>> begin LISTED ENTRIES
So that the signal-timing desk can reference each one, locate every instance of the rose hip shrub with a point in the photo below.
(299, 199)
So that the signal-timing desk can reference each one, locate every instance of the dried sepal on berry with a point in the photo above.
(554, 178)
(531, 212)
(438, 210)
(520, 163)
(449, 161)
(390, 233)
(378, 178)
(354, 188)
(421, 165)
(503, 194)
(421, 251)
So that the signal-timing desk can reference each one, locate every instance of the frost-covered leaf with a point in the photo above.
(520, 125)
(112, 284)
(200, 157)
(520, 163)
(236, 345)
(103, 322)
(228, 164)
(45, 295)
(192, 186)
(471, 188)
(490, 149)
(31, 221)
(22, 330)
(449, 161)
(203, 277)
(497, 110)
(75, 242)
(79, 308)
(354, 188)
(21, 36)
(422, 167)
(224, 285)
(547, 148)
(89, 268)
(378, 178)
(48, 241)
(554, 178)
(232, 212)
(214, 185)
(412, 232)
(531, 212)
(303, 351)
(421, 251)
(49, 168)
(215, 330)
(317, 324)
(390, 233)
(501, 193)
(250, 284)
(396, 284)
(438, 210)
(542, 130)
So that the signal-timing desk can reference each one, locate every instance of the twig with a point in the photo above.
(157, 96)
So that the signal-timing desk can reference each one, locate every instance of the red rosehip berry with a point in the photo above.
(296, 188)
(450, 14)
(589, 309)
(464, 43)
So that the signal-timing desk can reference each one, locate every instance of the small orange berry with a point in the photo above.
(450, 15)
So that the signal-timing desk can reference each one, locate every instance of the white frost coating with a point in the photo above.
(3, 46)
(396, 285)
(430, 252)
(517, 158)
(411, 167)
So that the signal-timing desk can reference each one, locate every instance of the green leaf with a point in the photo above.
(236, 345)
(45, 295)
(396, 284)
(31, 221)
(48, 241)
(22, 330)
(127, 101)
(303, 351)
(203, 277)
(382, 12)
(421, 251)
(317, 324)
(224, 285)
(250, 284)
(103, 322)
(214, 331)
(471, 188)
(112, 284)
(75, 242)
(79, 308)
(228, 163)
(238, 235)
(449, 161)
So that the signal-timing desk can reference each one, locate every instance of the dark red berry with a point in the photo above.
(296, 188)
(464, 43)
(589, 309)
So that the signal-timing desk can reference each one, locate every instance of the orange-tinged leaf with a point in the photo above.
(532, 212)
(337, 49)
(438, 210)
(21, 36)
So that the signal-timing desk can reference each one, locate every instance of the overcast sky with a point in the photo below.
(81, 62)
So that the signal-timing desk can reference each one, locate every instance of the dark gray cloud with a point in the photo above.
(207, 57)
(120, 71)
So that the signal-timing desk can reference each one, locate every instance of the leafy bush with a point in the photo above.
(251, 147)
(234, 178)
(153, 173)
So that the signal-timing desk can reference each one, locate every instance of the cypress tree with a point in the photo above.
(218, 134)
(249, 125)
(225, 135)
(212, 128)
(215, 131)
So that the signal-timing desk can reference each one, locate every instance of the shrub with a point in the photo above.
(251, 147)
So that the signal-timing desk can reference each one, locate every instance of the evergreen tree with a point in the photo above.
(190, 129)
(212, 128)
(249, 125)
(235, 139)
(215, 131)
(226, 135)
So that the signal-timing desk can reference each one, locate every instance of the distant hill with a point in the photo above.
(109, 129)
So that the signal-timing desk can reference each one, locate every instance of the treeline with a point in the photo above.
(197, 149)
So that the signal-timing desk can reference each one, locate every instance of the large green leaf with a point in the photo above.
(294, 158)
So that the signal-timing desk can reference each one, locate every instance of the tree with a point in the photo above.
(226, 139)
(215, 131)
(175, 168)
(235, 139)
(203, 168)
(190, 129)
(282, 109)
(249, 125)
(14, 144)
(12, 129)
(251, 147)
>> end LISTED ENTRIES
(WHAT YOU ARE ASKED TO DO): Output the listing above without altering a single character.

(COMPLETE ANSWER):
So that the signal-timing desk can reference each one, locate every instance of the rose hip shrub with a point in the photo below.
(299, 199)
So that the signal-timing desk can reference each one, locate every instance of the dried sepal on berry with a point in the photo above.
(554, 178)
(531, 212)
(438, 210)
(520, 163)
(449, 161)
(390, 233)
(378, 178)
(354, 188)
(421, 165)
(503, 194)
(421, 251)
So that the signal-timing desk can reference each one, locate every instance of the frost-covered leaf with a point in the photo above.
(520, 125)
(112, 284)
(200, 157)
(520, 163)
(236, 345)
(103, 322)
(228, 164)
(45, 295)
(192, 186)
(471, 188)
(490, 149)
(31, 221)
(22, 330)
(449, 161)
(203, 277)
(497, 110)
(75, 242)
(79, 308)
(354, 188)
(21, 36)
(422, 167)
(224, 285)
(547, 148)
(89, 268)
(378, 178)
(48, 241)
(554, 178)
(232, 212)
(214, 185)
(412, 232)
(531, 212)
(303, 351)
(421, 251)
(49, 168)
(215, 330)
(317, 324)
(390, 233)
(501, 193)
(250, 284)
(396, 284)
(438, 210)
(542, 130)
So that the signal-timing desk can reference each one, locate every instance of the twig with a point in the photo above.
(157, 96)
So that the signal-timing desk can reference each one, locate every instance of the red rosehip berry with a point in the photo above.
(296, 188)
(450, 14)
(589, 309)
(464, 43)
So that the signal-timing desk can reference each one, locate every instance of the small orange berry with a point in the photo above.
(450, 15)
So that the signal-timing desk can reference each one, locate every instance of the white frost coating with a point in the photo above.
(3, 46)
(396, 285)
(430, 252)
(517, 158)
(411, 167)
So that the signal-timing desk can reference each one, locate every instance of the green leaf with a point in the photo above.
(236, 345)
(45, 295)
(396, 284)
(31, 221)
(48, 241)
(22, 330)
(127, 101)
(303, 351)
(203, 277)
(382, 12)
(421, 251)
(317, 324)
(224, 285)
(250, 284)
(103, 322)
(214, 331)
(471, 188)
(112, 284)
(75, 242)
(79, 308)
(228, 163)
(238, 235)
(449, 161)
So that the signal-timing desk can reference each one, locate every instance of the dark red berry with a point in the photo above.
(296, 188)
(464, 43)
(589, 309)
So that the signal-timing desk can reference each one, locate every instance of the orange-tinged leaf with a point in the photo above.
(532, 212)
(337, 49)
(438, 210)
(21, 36)
So that the signal-timing desk can reference each one, locate every instance of the overcast sky with a point in the photo below.
(81, 62)
So that the signal-timing desk can reference each one, locate every instance of the dark gray cloud with a point in the photo above.
(207, 57)
(120, 71)
So that the signal-timing desk can reference each one, locate every instance of the leafy bush with a point in the photo above.
(251, 147)
(234, 178)
(153, 173)
So that the signal-timing desk can reference each one, locate every instance of the cypress tree with a point in the photo above.
(218, 134)
(249, 125)
(225, 135)
(212, 128)
(215, 131)
So that the signal-timing desk can reference each one, locate every instance of the shrub with a point in the photo above.
(251, 147)
So that the signal-timing desk can reference each one, locate every instance of the evergreen tree with a point in the photo above.
(190, 129)
(212, 128)
(249, 125)
(235, 139)
(215, 131)
(226, 135)
So that the signal-timing desk can reference each one, locate every instance of the distant hill with a point in the photo above.
(109, 129)
So that the signal-timing desk can reference each one, locate every instance of the treeline with a point in the photo above.
(197, 149)
So that the signal-timing desk can reference each one, locate every instance of the large green leaf with a point in the photo above.
(294, 158)
So that the signal-timing desk can reference each one, locate every instance of the tree with a point in the photo above.
(226, 139)
(215, 131)
(175, 168)
(235, 139)
(203, 168)
(190, 129)
(282, 109)
(249, 125)
(14, 144)
(12, 129)
(251, 147)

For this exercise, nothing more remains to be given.